** Document text **
┄┄┄┄┄┄┄┄┄┄

2. Failure to State a Claim

In considering a motion to dismiss under Rule 12(b)(6) of the Federal Rules of Civil Procedure, a court must accept all factual allegations in the complaint as true and draw all reasonable inferences in favor of the plaintiff. DiFolco v. MSNBC Cable L.L.C., 622 F.3d 104, 110-11 (2d Cir. 2010). "To survive a motion to dismiss, a complaint must contain sufficient factual matter, accepted as true, to state a claim for relief that is plausible on its face." Ashcroft v. Iqbal, 556 U.S. 662, 678 (2009) (quoting Bell Atlantic Corp. v. Twombly, 550 U.S. 544, 570 (2007)). A complaint need not contain detailed factual allegations, but must contain more than "labels and conclusions" or a "formulaic recitation of the elements of a cause of action." Twombly, 550 U.S. at 555.

┄┄┄┄┄┄┄┄┄┄

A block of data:
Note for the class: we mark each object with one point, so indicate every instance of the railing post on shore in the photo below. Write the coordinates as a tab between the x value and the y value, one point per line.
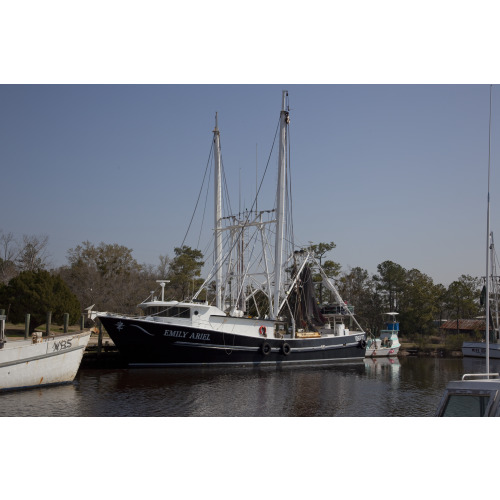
27	326
47	326
99	340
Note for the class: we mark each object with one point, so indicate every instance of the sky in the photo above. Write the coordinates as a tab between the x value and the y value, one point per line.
387	172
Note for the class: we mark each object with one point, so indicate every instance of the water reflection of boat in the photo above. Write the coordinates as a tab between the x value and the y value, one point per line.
387	344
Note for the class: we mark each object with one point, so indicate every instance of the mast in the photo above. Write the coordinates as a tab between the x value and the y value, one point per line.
488	255
280	209
218	216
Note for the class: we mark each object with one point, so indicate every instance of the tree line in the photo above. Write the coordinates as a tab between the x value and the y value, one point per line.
108	277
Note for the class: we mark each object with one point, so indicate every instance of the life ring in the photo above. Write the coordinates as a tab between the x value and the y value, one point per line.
265	348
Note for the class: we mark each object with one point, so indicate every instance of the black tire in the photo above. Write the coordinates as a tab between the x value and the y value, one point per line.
286	349
265	348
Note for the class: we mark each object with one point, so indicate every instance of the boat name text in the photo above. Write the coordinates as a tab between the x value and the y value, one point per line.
187	335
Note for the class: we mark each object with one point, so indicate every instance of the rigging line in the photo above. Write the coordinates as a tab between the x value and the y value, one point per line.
201	188
290	198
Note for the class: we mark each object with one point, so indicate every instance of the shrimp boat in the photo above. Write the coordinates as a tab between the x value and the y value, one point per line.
387	344
264	310
40	361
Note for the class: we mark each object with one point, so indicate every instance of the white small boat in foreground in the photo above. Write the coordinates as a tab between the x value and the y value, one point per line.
387	344
476	395
40	361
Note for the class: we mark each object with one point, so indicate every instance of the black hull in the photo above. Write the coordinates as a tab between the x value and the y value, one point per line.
146	343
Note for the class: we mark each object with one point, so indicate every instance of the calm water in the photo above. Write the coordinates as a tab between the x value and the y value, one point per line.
405	387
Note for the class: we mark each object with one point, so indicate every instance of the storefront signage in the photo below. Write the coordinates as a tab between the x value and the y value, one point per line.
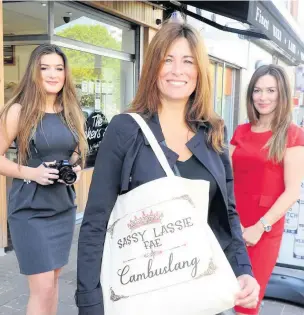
292	246
260	17
96	125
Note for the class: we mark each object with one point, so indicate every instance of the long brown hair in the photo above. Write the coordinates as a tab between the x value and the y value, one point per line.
31	95
199	108
282	113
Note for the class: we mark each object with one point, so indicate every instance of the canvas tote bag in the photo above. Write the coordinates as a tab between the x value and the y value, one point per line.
160	256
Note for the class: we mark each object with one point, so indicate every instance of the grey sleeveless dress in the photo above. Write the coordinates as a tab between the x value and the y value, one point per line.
42	218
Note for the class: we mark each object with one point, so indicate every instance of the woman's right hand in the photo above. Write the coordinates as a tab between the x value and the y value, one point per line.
44	175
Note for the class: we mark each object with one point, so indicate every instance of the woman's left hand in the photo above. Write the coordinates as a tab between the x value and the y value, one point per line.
77	170
248	296
253	234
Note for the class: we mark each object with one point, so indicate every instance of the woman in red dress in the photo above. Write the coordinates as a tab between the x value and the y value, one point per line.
267	157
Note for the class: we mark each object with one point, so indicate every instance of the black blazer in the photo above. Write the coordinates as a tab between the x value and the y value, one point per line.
125	160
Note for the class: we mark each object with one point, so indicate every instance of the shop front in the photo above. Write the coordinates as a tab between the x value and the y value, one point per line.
104	45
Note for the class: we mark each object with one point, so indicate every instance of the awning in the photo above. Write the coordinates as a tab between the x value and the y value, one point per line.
265	21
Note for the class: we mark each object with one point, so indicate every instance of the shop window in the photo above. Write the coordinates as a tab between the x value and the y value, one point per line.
75	24
13	72
25	18
105	87
219	89
228	99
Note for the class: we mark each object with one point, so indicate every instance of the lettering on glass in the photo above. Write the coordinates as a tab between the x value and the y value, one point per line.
277	33
291	46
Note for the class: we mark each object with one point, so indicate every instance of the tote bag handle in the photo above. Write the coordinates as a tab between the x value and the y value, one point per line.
153	143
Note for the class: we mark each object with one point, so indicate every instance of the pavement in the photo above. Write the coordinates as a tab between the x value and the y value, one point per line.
14	291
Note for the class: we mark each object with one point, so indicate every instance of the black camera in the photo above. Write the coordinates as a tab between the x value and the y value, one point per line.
66	172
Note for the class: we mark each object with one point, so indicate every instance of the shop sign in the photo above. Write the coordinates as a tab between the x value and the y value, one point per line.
260	17
96	125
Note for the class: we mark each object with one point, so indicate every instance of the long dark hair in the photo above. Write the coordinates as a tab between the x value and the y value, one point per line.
283	112
31	95
200	107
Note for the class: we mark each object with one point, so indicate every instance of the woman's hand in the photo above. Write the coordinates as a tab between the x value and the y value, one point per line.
248	296
77	170
253	234
44	175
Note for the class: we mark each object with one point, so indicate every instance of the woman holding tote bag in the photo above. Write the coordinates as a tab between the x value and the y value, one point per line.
149	227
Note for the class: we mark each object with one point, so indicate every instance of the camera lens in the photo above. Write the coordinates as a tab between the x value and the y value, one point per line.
70	178
67	175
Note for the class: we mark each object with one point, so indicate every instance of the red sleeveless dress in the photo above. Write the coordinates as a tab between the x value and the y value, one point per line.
258	182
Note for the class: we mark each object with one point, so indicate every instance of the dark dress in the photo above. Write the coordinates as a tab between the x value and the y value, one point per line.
42	218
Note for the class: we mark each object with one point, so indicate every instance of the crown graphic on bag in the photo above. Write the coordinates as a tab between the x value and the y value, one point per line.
145	219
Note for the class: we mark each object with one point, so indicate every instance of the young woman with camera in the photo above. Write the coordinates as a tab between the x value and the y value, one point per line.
45	121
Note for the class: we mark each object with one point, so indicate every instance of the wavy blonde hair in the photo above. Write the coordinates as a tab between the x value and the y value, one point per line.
31	95
199	108
283	111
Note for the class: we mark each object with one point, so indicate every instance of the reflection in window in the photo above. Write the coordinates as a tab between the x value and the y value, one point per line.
102	83
71	23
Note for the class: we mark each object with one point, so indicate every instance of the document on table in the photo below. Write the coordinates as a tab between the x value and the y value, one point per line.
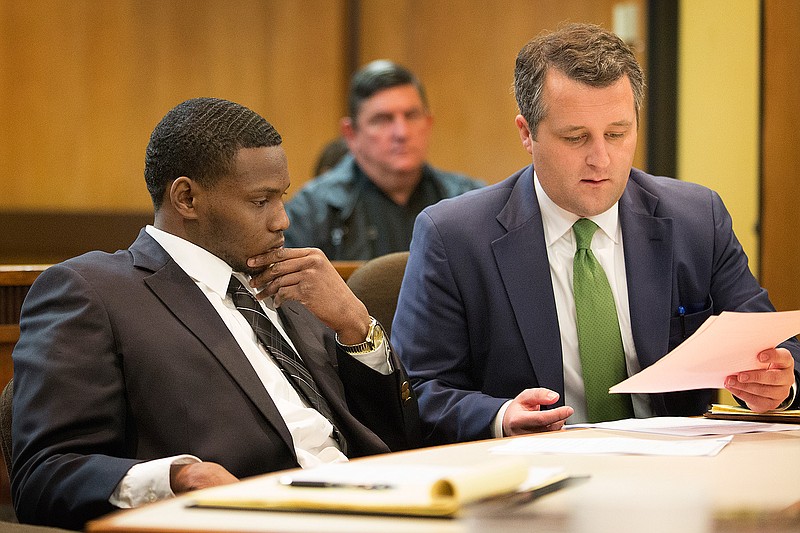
725	344
687	427
614	446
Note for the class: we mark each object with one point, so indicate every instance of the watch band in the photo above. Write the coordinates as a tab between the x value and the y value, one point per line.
374	339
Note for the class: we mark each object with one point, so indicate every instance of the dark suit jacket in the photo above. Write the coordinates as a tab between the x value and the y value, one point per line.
122	359
476	319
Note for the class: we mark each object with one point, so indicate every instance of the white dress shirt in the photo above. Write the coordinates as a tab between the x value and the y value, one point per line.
608	248
311	432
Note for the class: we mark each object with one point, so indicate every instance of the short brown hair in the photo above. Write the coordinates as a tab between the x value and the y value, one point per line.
584	52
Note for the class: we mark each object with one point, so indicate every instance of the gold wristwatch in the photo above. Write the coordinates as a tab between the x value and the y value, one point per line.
374	339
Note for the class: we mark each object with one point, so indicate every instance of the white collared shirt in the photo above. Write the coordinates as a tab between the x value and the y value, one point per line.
608	248
311	432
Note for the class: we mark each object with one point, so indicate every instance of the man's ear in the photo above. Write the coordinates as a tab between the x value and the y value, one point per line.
348	129
524	133
182	196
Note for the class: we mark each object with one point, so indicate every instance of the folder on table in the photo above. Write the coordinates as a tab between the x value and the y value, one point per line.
414	490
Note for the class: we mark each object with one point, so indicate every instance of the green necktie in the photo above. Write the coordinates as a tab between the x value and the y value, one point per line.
599	340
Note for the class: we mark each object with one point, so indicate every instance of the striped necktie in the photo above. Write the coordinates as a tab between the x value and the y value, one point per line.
287	359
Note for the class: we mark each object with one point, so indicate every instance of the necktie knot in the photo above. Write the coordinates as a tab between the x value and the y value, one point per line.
584	231
288	361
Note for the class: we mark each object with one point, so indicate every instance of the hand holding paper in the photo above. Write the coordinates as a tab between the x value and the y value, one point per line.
724	345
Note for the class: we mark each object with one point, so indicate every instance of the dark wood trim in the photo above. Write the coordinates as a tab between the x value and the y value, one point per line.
662	87
46	237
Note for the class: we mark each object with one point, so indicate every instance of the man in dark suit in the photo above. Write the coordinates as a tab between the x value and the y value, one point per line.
488	322
138	374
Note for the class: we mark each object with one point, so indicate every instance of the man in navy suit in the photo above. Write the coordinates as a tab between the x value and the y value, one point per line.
486	319
136	375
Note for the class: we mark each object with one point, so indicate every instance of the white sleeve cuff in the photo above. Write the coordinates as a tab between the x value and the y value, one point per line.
147	482
378	359
497	427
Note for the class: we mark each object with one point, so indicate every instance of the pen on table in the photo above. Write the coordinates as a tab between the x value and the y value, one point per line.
319	484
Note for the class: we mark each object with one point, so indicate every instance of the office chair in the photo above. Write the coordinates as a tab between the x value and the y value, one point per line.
377	284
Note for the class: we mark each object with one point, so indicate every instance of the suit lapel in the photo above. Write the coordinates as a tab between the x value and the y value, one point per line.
648	242
191	307
521	258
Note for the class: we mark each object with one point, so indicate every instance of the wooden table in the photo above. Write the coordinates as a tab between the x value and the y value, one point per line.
751	485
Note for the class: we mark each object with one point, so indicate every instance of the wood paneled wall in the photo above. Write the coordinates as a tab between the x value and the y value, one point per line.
780	217
83	83
464	53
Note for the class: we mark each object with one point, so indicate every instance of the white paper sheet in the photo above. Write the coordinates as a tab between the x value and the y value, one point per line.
687	427
614	445
723	345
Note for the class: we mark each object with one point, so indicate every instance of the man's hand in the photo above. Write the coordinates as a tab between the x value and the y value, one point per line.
193	476
525	416
306	276
765	389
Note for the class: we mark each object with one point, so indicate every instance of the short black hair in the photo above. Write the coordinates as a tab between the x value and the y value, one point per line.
377	76
199	139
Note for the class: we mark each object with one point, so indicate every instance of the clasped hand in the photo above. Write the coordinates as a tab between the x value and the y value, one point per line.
524	413
765	389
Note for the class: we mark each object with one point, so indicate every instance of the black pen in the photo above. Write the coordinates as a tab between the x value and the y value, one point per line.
319	484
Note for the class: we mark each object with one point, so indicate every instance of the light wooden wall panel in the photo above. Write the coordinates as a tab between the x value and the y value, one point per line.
83	83
464	53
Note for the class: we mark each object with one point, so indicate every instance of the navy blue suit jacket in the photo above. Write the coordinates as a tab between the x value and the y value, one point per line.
476	318
123	359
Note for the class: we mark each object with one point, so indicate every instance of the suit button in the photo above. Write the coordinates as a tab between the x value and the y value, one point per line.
405	391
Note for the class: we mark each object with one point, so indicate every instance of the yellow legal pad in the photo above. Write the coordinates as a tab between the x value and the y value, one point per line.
735	412
415	490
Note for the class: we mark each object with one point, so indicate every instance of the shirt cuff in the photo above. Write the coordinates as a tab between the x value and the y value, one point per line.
497	426
147	482
378	359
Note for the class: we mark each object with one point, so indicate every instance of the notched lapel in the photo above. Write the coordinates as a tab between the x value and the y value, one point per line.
521	259
189	305
648	264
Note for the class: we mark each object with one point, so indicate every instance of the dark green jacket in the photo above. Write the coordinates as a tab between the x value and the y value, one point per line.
330	212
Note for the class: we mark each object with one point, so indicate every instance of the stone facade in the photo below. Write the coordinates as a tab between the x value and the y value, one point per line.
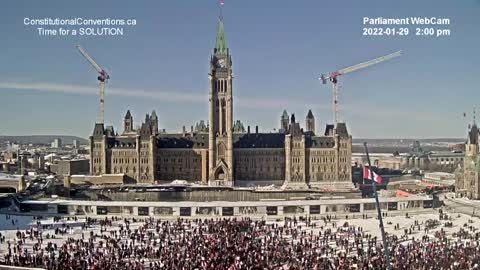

┄┄┄┄┄┄┄┄┄┄

** Task 1 **
Answer these questions using the passage on failure to state a claim:
(a) Which case is cited for the rule that a court must accept all factual allegations in the complaint as true?
(b) According to the quotation from Ashcroft v. Iqbal, what must a complaint contain to survive a motion to dismiss?
(c) Per Twombly, what must a complaint contain more than?
** Task 2 **
Carry on the passage on failure to state a claim, picking up right after its final sentence.

** Task output 1 **
(a) DiFolco v. MSNBC Cable L.L.C., 622 F.3d 104, 110-11 (2d Cir. 2010).
(b) Sufficient factual matter, accepted as true, to state a claim for relief that is plausible on its face.
(c) More than "labels and conclusions" or a "formulaic recitation of the elements of a cause of action."

** Task output 2 **
Further, Courts have dismissed complaints under Rule 12(b)(6) where it is clear that the plaintiff's claims are untimely. See, e.g., Staehr v. Hartford Fin. Serv. Grp., Inc., 547 F.3d 406, 425 (2d Cir. 2008) ("Dismissal under Fed.R.Civ.P. 12(b)(6) is appropriate when a defendant raises... [a statutory bar] as an affirmative defense and it is clear from the face of the complaint, and matters of which the court may take judicial notice, that the plaintiff's claims are barred as a matter of law."); Adams-Shango v. New York City Dep't of Educ., No. 11 Civ. 4619 (RJS), 2012 WL 3834668 *3 (S.D.N.Y. Aug. 22, 2012) (dismissing a pro se Title VII complaint as timebarred pursuant to Rule 12(b)(6)); Akhtab v. BCBG Max Azaria Group Inc., No. 11 Civ. 4567 (SAS), 2011 WL 4888799 *1 (S.D.N.Y. Oct. 13, 2011).

The complaint of a pro se plaintiff should be construed liberal ly, applying a less stringent standard of sufficiency than when evaluating a complaint prepared by counsel. See Taylor v. Vermont Dept. of Educ., 313 F.3d 768, 776 (2d Cir. 2002); accord Lerman v. Bd. Of Elections, 232 F.3d 135, 139-40 (2d Cir. 2000)).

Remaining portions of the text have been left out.